> **TASK BRIEF**
Repeat precisely, and only, the lines between the line containing "shrub, giving x and y for each instance?" and the end of the listing below, both ends included.
◇ ◇ ◇ ◇
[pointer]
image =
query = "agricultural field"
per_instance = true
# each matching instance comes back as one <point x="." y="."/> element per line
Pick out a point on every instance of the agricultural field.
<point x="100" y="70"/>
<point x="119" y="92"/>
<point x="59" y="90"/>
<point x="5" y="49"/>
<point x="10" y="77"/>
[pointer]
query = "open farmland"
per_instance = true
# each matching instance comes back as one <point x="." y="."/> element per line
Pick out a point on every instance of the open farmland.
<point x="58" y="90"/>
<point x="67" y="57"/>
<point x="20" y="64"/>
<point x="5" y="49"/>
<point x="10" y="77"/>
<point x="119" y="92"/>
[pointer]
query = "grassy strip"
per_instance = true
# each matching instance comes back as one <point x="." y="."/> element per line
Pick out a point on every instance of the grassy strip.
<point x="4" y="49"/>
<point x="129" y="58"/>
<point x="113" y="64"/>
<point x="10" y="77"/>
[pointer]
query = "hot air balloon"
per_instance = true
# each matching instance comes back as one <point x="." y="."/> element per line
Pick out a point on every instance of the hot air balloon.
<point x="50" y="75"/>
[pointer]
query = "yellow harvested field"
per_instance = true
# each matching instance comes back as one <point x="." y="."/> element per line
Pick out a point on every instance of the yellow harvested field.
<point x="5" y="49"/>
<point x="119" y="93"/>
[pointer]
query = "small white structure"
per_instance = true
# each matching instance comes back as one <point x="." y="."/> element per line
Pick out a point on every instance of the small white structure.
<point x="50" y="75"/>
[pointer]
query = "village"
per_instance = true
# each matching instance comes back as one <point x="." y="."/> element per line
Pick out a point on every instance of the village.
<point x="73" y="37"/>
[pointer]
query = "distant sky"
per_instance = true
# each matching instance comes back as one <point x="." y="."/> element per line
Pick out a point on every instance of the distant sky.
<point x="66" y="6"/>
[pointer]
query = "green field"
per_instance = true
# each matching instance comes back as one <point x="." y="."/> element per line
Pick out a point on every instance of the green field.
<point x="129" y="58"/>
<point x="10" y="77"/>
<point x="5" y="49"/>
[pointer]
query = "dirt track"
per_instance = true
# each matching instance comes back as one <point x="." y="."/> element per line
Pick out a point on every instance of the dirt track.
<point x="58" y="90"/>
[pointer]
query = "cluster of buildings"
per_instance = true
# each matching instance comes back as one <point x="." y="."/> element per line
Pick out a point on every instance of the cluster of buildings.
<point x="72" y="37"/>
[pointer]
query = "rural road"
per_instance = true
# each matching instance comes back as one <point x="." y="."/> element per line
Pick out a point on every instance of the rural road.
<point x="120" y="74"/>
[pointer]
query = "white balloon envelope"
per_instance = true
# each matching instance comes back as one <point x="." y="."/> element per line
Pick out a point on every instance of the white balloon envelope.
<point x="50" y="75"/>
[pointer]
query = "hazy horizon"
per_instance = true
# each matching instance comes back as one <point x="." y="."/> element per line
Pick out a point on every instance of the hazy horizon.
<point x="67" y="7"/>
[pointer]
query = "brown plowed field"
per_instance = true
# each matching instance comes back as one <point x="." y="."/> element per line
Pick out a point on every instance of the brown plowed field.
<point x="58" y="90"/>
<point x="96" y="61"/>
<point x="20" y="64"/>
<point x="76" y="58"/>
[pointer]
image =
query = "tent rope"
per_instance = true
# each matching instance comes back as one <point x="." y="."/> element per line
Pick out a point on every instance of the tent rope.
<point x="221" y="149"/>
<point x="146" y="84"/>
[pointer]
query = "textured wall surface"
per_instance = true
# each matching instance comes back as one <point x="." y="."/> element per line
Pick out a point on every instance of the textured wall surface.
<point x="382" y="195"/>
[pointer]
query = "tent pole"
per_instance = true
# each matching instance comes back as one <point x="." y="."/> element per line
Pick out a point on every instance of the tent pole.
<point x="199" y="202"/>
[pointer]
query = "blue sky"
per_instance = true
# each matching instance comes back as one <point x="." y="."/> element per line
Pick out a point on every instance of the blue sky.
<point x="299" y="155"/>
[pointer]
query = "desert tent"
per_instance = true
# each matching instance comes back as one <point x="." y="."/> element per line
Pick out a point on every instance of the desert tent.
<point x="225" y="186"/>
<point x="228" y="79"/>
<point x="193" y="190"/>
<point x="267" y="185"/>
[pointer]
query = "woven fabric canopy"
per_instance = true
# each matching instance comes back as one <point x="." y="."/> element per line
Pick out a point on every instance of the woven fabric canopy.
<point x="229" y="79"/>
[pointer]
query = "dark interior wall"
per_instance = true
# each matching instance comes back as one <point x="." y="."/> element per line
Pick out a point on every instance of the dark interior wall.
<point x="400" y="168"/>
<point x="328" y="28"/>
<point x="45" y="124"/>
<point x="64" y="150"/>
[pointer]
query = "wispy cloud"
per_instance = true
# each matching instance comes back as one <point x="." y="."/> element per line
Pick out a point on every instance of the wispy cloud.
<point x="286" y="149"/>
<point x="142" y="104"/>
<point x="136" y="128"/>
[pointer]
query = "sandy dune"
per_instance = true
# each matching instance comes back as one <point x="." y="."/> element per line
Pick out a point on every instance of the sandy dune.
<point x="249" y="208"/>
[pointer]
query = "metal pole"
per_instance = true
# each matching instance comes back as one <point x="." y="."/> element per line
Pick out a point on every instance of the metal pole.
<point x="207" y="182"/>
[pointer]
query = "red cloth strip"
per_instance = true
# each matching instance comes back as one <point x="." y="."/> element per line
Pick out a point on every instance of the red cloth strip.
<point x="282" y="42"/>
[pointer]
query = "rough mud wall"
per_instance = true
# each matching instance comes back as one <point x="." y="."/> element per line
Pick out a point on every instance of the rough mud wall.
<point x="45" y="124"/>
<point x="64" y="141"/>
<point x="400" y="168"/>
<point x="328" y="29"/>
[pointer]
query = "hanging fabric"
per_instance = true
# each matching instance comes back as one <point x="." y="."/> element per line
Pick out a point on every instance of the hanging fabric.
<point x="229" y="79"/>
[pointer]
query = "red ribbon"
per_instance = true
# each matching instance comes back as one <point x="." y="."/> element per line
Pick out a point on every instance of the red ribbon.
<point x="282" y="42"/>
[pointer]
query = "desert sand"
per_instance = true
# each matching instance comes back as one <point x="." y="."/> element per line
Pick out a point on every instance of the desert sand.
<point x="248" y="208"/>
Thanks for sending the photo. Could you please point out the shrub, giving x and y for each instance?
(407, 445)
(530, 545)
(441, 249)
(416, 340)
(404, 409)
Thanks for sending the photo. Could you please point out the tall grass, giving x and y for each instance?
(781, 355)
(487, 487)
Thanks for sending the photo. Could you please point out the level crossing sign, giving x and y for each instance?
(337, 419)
◇ ◇ ◇ ◇
> **WORKED ANSWER**
Thanks for sending the photo. Could you please point out the shrub, giving x and y for each instance?
(407, 445)
(530, 545)
(441, 249)
(416, 340)
(404, 409)
Thanks for sending the photo. Could you please point out the tall grass, giving x and y for each instance?
(781, 355)
(487, 487)
Thanks for sending the photo. Could you please point out the level crossing sign, giving x and y for each instance?
(337, 419)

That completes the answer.